##### Material for this task #####

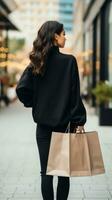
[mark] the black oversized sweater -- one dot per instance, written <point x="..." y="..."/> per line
<point x="55" y="98"/>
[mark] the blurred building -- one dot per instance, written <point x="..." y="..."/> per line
<point x="66" y="16"/>
<point x="6" y="25"/>
<point x="31" y="14"/>
<point x="92" y="39"/>
<point x="93" y="47"/>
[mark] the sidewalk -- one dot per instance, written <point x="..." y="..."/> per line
<point x="19" y="162"/>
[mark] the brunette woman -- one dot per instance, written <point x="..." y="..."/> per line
<point x="50" y="85"/>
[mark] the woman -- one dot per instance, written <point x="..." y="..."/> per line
<point x="50" y="85"/>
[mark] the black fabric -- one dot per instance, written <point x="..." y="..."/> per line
<point x="43" y="138"/>
<point x="55" y="98"/>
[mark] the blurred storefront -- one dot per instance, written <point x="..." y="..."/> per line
<point x="97" y="31"/>
<point x="93" y="48"/>
<point x="6" y="7"/>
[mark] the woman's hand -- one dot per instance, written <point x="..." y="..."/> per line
<point x="80" y="129"/>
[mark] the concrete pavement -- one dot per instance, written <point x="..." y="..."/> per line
<point x="19" y="162"/>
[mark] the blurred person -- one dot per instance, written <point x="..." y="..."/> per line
<point x="50" y="86"/>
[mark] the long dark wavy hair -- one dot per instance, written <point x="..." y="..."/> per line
<point x="42" y="45"/>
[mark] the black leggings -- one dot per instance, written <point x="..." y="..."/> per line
<point x="43" y="137"/>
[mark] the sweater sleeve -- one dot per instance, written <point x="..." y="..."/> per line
<point x="78" y="111"/>
<point x="24" y="88"/>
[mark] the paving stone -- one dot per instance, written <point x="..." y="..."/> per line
<point x="20" y="165"/>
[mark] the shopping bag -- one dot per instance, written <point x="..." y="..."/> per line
<point x="75" y="154"/>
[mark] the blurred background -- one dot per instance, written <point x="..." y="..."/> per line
<point x="88" y="26"/>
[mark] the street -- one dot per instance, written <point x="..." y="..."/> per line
<point x="19" y="162"/>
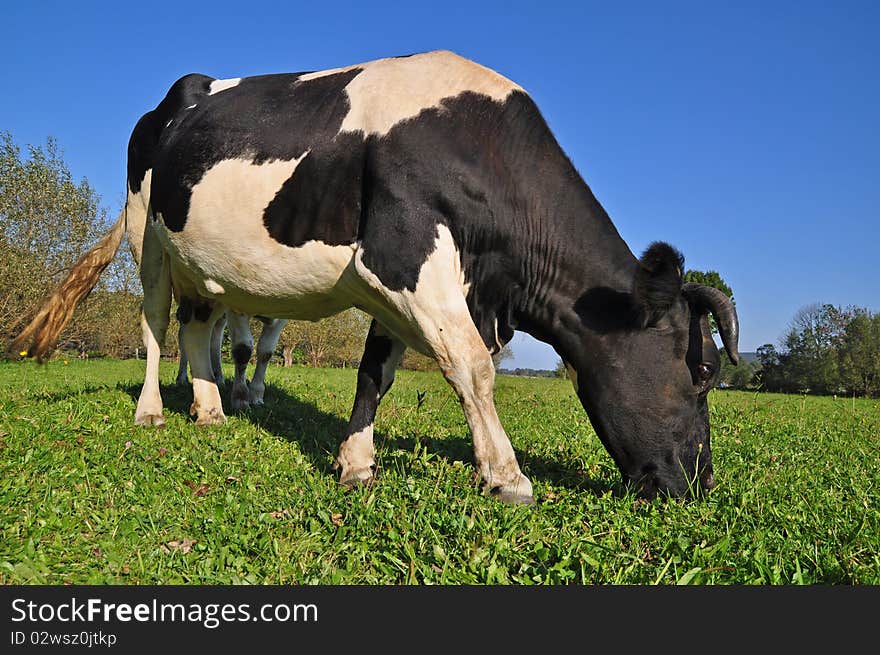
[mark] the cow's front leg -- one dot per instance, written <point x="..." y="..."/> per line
<point x="265" y="349"/>
<point x="196" y="339"/>
<point x="183" y="363"/>
<point x="382" y="355"/>
<point x="216" y="348"/>
<point x="467" y="366"/>
<point x="242" y="347"/>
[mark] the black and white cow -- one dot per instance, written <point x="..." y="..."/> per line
<point x="244" y="393"/>
<point x="429" y="192"/>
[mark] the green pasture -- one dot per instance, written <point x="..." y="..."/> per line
<point x="86" y="497"/>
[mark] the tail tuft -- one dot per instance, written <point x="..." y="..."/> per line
<point x="40" y="337"/>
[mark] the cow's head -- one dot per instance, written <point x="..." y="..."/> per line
<point x="645" y="368"/>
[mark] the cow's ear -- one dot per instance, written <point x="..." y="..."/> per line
<point x="658" y="281"/>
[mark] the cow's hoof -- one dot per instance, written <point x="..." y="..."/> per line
<point x="239" y="404"/>
<point x="516" y="493"/>
<point x="213" y="416"/>
<point x="358" y="477"/>
<point x="146" y="420"/>
<point x="240" y="397"/>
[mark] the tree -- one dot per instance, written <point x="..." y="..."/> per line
<point x="46" y="222"/>
<point x="560" y="371"/>
<point x="337" y="340"/>
<point x="710" y="279"/>
<point x="502" y="355"/>
<point x="770" y="375"/>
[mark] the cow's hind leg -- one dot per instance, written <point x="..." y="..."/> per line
<point x="198" y="327"/>
<point x="382" y="355"/>
<point x="242" y="340"/>
<point x="216" y="348"/>
<point x="265" y="349"/>
<point x="156" y="282"/>
<point x="183" y="363"/>
<point x="436" y="318"/>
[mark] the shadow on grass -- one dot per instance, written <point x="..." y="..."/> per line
<point x="318" y="433"/>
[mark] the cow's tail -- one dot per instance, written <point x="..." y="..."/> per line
<point x="40" y="337"/>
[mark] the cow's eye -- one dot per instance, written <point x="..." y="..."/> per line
<point x="705" y="371"/>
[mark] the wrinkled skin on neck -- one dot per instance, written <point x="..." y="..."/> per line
<point x="645" y="390"/>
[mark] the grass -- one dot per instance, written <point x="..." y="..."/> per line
<point x="88" y="498"/>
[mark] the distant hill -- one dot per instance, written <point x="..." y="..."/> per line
<point x="527" y="372"/>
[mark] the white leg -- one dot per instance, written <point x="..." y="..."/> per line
<point x="156" y="282"/>
<point x="434" y="318"/>
<point x="206" y="407"/>
<point x="382" y="355"/>
<point x="265" y="349"/>
<point x="216" y="348"/>
<point x="183" y="364"/>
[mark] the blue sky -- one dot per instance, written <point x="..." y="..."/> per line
<point x="746" y="134"/>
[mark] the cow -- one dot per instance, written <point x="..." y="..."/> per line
<point x="244" y="393"/>
<point x="428" y="191"/>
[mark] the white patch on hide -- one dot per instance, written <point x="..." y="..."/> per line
<point x="225" y="241"/>
<point x="221" y="85"/>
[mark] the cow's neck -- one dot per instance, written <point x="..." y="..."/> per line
<point x="575" y="265"/>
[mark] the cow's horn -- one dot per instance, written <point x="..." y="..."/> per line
<point x="717" y="302"/>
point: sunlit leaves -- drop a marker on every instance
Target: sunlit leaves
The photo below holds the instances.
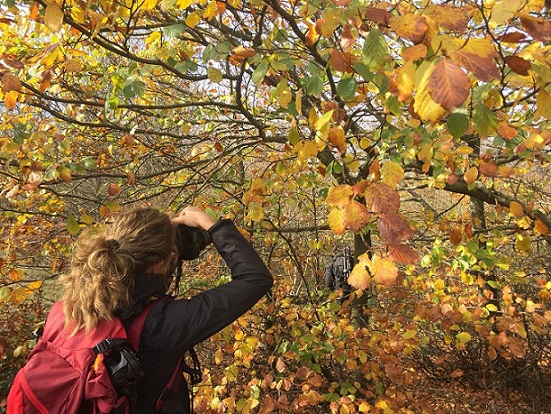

#####

Exercise description >> Please write out all of the entries above again, swapping "one dot per instance" for "a single dot for each instance" wherever it occurs and keeping everything else the same. Omit the pictures.

Correct answer >>
[mark] the black oversized sweater -- a single dot for each instance, written <point x="..." y="..."/> per line
<point x="55" y="98"/>
[mark] the blurred building -- a single dot for each instance, written <point x="..." y="..."/> per line
<point x="66" y="16"/>
<point x="6" y="25"/>
<point x="31" y="14"/>
<point x="92" y="39"/>
<point x="93" y="47"/>
[mark] the sidewalk -- a single dot for each instance, written <point x="..." y="..."/> per line
<point x="19" y="162"/>
[mark] the brunette woman -- a single dot for each instance, written <point x="..." y="..."/> per line
<point x="50" y="85"/>
[mark] the woman -- a single dot for each instance, written <point x="..." y="..."/> per line
<point x="50" y="85"/>
[mark] the black fabric -- a single dot for each instance, written <point x="..." y="..."/> per line
<point x="43" y="138"/>
<point x="55" y="98"/>
[mark] the blurred storefront -- a single dot for each instance, written <point x="..." y="..."/> per line
<point x="97" y="31"/>
<point x="93" y="48"/>
<point x="6" y="7"/>
[mark] the woman's hand -- a single dot for each instance, written <point x="..." y="..."/> per line
<point x="80" y="129"/>
[mark] the concrete pavement -- a single dot for each instance, written <point x="..." y="..."/> per line
<point x="19" y="162"/>
[mark] the blurred person -- a single dot for each instance, written <point x="..." y="..."/> per line
<point x="50" y="86"/>
[mark] the long dark wavy hair -- a single dot for each instance, written <point x="..." y="..."/> per line
<point x="42" y="45"/>
[mark] the black leggings -- a single dot for each instance, written <point x="..." y="..."/> per line
<point x="43" y="137"/>
[mark] the sweater sleeve -- a single dot for each instance, written <point x="..." y="..."/> per line
<point x="78" y="111"/>
<point x="24" y="88"/>
[mark] the paving stone -- a single dot for each instance, written <point x="..." y="..."/> per line
<point x="20" y="165"/>
[mark] the shopping bag -- a single dot for each instance, written <point x="..." y="..."/> per line
<point x="75" y="154"/>
[mark] the blurred background -- a single dot for each instance, written <point x="..." y="..."/> per line
<point x="88" y="26"/>
[mark] the street -- a single dot for each instance, written <point x="..." y="..."/> per line
<point x="19" y="162"/>
[mark] the cow's front leg -- a single dot for each instance, written <point x="..." y="..."/> per line
<point x="265" y="349"/>
<point x="196" y="339"/>
<point x="183" y="363"/>
<point x="382" y="355"/>
<point x="216" y="348"/>
<point x="467" y="366"/>
<point x="242" y="347"/>
[mark] the black and white cow -- a single dot for each instance, written <point x="..." y="..."/> per line
<point x="244" y="393"/>
<point x="429" y="192"/>
[mark] the green pasture -- a single dot for each instance, written <point x="..." y="..."/> per line
<point x="86" y="497"/>
[mark] the tail tuft -- a single dot for each instance, written <point x="..." y="..."/> per line
<point x="40" y="337"/>
[mark] the cow's head -- a single dot for each instance, written <point x="..." y="..."/> per line
<point x="645" y="368"/>
[mark] the cow's ear -- a single dot for each instance, written <point x="..." y="..."/> per line
<point x="658" y="281"/>
[mark] the cow's hoof -- a single dot for each instance, written <point x="..." y="..."/> per line
<point x="239" y="404"/>
<point x="516" y="493"/>
<point x="213" y="416"/>
<point x="358" y="477"/>
<point x="146" y="420"/>
<point x="240" y="397"/>
[mark] the tree -- a single dot for each instance, written <point x="..." y="..."/> per line
<point x="46" y="222"/>
<point x="560" y="371"/>
<point x="337" y="340"/>
<point x="710" y="279"/>
<point x="502" y="355"/>
<point x="770" y="375"/>
[mark] the cow's hind leg -- a single dot for each instance, written <point x="..." y="..."/> per line
<point x="198" y="327"/>
<point x="382" y="355"/>
<point x="242" y="340"/>
<point x="216" y="348"/>
<point x="265" y="349"/>
<point x="156" y="282"/>
<point x="183" y="363"/>
<point x="436" y="318"/>
[mark] the shadow on grass -- a single dot for each instance, written <point x="..." y="..."/> per line
<point x="318" y="433"/>
[mark] the cow's tail -- a single dot for each instance, written <point x="..." y="..."/> per line
<point x="40" y="337"/>
[mark] the cow's eye -- a single dot for each instance, written <point x="..." y="..."/> per line
<point x="705" y="371"/>
[mark] the wrinkled skin on neck -- a single dot for each instance, written <point x="..." y="..."/> per line
<point x="645" y="390"/>
[mark] the grass -- a single dot for each instance, written <point x="..." y="..."/> per line
<point x="88" y="498"/>
[mark] the distant hill -- a single dot for each instance, written <point x="..." y="..."/> per line
<point x="527" y="372"/>
[mark] the white leg -- a single dot for each instance, written <point x="..." y="..."/> per line
<point x="156" y="282"/>
<point x="434" y="318"/>
<point x="206" y="407"/>
<point x="382" y="355"/>
<point x="265" y="349"/>
<point x="216" y="348"/>
<point x="183" y="364"/>
[mark] the blue sky -- a single dot for each instance, written <point x="..." y="..."/> per line
<point x="746" y="134"/>
[mark] the cow -- a single dot for each instance, written <point x="..." y="..."/> per line
<point x="244" y="393"/>
<point x="428" y="191"/>
[mark] the white patch on hide -- a single dot for each instance, written <point x="..." y="..."/> per line
<point x="225" y="241"/>
<point x="221" y="85"/>
[mark] the cow's neck -- a single dot for each instance, written <point x="..." y="..."/> per line
<point x="575" y="265"/>
[mark] the cow's horn -- a single dot for each instance, written <point x="..." y="..."/> per line
<point x="717" y="302"/>
point: sunlit leaves -- drop a marker on every instance
Target: sunlit leaves
The photo below holds the instances.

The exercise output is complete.